_Records for the task_.
###

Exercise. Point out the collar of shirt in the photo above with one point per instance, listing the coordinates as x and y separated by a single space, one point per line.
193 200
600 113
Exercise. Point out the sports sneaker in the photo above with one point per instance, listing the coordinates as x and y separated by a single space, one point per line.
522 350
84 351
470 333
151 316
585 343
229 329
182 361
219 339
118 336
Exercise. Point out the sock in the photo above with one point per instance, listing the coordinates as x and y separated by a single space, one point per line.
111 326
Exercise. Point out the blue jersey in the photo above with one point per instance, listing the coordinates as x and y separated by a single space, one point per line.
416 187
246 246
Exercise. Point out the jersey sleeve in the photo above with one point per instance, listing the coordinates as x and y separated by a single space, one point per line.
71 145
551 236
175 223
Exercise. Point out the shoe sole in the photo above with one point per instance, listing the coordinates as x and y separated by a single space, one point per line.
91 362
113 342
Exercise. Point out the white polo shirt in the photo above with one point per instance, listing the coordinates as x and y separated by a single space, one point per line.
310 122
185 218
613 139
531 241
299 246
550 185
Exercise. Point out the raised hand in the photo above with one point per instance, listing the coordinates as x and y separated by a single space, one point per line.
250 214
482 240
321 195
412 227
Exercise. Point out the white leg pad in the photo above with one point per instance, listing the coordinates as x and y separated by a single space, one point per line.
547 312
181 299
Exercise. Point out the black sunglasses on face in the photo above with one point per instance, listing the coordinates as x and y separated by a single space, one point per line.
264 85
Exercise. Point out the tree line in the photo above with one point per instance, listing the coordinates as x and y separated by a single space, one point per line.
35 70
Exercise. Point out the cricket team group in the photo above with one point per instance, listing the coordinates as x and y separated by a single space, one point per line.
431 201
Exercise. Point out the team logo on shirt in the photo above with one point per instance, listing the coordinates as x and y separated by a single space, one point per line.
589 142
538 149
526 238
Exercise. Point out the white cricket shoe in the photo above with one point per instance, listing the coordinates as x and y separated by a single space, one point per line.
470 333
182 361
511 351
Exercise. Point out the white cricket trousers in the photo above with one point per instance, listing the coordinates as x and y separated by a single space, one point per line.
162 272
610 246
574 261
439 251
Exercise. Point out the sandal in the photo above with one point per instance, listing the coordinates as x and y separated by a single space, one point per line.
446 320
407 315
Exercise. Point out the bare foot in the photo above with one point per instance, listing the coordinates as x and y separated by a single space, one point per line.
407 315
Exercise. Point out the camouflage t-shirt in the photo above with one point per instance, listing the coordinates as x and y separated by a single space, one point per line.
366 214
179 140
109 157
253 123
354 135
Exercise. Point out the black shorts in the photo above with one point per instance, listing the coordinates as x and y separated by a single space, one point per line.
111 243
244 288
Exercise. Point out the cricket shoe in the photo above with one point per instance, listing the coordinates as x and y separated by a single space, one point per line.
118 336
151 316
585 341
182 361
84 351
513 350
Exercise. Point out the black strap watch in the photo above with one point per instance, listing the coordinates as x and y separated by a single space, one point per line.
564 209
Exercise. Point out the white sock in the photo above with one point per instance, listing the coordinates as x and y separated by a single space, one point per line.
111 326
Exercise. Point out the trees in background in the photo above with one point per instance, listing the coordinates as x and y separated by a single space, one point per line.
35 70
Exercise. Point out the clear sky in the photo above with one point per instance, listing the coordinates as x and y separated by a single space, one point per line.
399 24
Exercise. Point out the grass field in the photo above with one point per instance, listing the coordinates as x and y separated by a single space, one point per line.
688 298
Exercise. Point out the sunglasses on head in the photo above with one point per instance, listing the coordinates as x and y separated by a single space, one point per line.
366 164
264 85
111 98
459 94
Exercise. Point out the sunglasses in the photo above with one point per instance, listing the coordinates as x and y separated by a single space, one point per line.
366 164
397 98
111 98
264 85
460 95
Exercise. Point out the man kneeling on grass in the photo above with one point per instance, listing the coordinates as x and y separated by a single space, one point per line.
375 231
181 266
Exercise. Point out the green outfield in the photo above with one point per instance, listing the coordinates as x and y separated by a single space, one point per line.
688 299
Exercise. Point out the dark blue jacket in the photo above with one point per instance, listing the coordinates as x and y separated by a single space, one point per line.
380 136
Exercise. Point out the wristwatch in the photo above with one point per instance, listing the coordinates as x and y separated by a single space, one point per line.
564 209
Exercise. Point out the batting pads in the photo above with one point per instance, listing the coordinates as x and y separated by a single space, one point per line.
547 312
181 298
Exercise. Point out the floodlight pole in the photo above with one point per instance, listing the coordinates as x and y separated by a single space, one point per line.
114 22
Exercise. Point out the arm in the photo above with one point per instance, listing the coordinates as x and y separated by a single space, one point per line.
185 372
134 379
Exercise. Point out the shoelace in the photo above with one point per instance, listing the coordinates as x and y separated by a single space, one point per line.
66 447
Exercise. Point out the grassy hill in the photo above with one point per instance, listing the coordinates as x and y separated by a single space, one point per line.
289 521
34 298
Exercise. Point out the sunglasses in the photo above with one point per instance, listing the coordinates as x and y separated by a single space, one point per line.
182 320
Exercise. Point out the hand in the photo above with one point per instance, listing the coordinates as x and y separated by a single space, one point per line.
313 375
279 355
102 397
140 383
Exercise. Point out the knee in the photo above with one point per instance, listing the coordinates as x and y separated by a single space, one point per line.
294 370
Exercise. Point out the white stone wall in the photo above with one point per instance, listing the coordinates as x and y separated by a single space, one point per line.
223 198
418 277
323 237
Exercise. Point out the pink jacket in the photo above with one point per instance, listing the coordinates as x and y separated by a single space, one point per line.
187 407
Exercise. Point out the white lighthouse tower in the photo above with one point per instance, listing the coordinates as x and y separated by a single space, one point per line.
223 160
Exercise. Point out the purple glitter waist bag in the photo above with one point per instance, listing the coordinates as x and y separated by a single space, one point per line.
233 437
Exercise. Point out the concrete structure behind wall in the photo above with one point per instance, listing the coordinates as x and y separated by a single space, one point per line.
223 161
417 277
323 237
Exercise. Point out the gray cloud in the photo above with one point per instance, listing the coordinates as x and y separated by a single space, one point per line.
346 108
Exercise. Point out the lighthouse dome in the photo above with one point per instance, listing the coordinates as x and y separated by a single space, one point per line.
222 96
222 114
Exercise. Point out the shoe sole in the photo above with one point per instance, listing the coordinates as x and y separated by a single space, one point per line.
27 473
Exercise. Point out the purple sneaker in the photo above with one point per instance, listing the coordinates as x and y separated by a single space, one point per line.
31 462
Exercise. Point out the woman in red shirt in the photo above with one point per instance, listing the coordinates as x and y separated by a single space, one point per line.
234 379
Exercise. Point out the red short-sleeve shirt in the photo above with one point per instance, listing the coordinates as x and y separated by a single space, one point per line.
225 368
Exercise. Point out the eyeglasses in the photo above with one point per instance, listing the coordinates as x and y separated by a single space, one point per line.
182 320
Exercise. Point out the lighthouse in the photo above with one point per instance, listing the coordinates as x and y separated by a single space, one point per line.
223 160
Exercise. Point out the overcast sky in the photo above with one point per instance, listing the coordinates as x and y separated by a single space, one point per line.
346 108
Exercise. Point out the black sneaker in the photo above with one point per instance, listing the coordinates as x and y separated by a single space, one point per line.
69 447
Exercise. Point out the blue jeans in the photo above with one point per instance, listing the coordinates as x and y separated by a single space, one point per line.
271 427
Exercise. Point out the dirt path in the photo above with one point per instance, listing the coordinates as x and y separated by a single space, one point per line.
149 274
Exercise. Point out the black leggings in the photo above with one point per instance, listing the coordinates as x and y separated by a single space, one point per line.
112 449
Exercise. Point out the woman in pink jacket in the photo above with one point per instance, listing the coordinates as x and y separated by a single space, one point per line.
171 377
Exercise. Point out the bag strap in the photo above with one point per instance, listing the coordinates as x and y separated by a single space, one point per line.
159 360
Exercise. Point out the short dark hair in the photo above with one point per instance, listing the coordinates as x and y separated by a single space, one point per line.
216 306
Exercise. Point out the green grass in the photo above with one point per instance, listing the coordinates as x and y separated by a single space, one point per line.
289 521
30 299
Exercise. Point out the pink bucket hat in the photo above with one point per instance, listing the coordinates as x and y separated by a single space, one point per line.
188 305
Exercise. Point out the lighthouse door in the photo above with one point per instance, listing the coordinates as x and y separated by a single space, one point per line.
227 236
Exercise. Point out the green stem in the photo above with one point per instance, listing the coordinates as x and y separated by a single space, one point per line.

###

_Given request_. Quote only the lines from the line containing "Exercise. Point out the pink bucket" through the end of the entries, keeping the first and the last.

_Written solution_.
Exercise. Point out the pink bucket hat in the photo above with one point per instance, listing the coordinates as x and y separated by a single space, one point per line.
188 305
Exercise. Point out the lighthouse door in the photo above with one point per instance, listing the coordinates as x and y separated by a single space, one point per line.
227 236
Exercise. Point out the green stem in the photo above with one point per instance, listing the coordinates as x and y separated by a single space, one point per line.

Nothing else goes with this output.